** start Reading passage **
This collection of six essays, edited by Kevin Boyle, brings together the lectures of the 2007 Academy of European Law of the European University Institute in Florence. The volume takes stock of new institutional arrangements in the field of human rights, which have been created over the past few years in the UN and in Europe, and traces the continuing expansion of the global human rights infrastructure. The contributions are guided—as the editor remarks in his introduction—by the gap between aspiration and achievement in the international human rights regime which contains a broad range of human rights norms and standards, but provides a fragmentary and incoherent set of institutions and mechanism for monitoring and enforcement. The six authors seek to analyze the role which such human rights institutions, both at the national and international level, play in translating states’ commitments into effective protection.

Kevin Boyle opens the collection with an assessment of the first few years of the UN Human Rights Council, created in 2006. He traces the history of the proposal to set up this institution and the transition phase from the UN Commission on Human Rights to the Council, and revisits the Council’s mandate. He also highlights the role of regional and political groups in the UN and the often underestimated (and certainly under-researched) impact they exercise on the creation and functioning of human rights bodies. Boyle also revisits the Council’s special sessions as well as its explicit recognition of the role of National Human Rights Institutions. The chapter provides an elaborate and most informative analysis of the outcome of the so-called “institution-building” year in which the Council’s structure and “architecture” were agreed upon and fine-tuned. This institution-building year also resulted in a detailed schedule and work programme for the Council’s old and new tools and mechanisms, most prominently the new Universal Periodic Review (UPR). As for the way ahead, Boyle is cautiously positive, but points out that while the institution-building year has clarified the internal workings of the Council, the institution’s relation with other parts of the UN system is not yet settled and questions remain. For instance, how can the Council better engage its parent body, the General Assembly, in human rights matters, and what role is left for the Assembly’s Third (social and humanitarian) Committee? What is the burden-sharing between the Council and the UN High Commissioner for Human Rights, given that both are entrusted with coordinating the UN human rights machinery? How can the UPR be prevented from duplicating or even eroding the treaty bodies? How can the Council hook up with the Security Council to fulfil its preventive mandate? Boyle hesitates to give answers (and it is true that only time will tell where the Council is heading), [End Page 764] yet he rightly notes that there is a clear and urgent need for scholarly engagement and political leadership in these matters right now.
** end Reading passage **
** start Dataset content **
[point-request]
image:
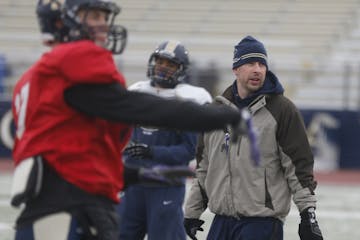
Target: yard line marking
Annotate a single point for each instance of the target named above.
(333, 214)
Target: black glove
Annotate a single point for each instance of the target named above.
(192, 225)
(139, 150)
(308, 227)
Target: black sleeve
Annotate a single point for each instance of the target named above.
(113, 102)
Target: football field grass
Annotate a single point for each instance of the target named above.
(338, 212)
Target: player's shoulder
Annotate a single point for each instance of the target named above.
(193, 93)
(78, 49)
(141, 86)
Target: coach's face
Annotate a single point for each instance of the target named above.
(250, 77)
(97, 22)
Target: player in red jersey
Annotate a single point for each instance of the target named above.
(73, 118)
** end Dataset content **
** start Dataset content **
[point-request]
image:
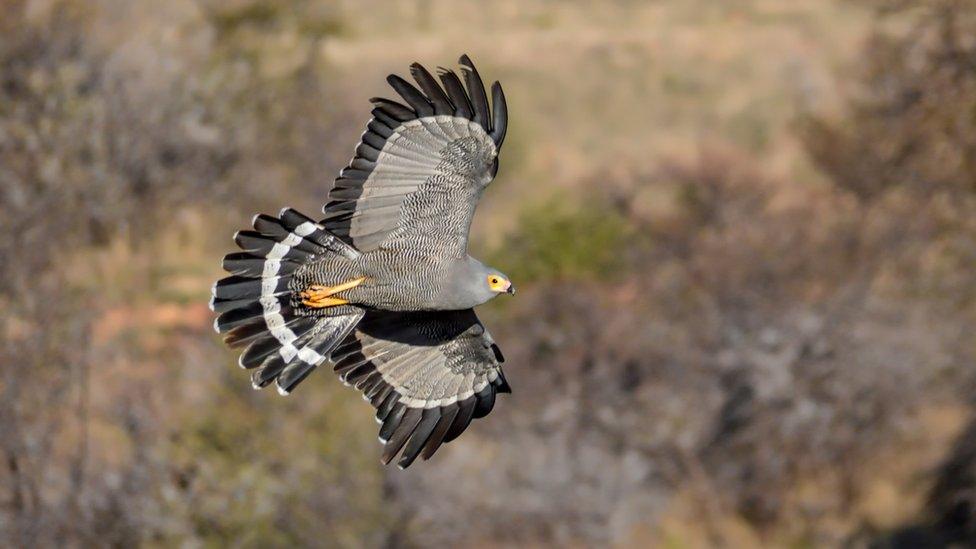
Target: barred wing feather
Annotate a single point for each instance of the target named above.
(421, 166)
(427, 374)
** end Dataset content **
** start Dataset content **
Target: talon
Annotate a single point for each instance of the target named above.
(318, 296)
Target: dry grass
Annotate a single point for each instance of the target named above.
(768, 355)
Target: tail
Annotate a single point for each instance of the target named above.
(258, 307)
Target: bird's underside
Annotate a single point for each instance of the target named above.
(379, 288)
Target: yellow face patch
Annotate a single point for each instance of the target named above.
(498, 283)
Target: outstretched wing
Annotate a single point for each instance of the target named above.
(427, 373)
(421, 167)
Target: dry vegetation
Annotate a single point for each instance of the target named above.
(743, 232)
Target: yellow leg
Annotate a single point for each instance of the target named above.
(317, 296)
** end Dataset content **
**Stated exercise 1:**
According to the review, in what year was the UN Human Rights Council created?
**Stated exercise 2:**
Pick out each line of the listing that contains the string "face". Case counts.

**Solution 1:**
2006

**Solution 2:**
Target: coach's face
Target: yellow face patch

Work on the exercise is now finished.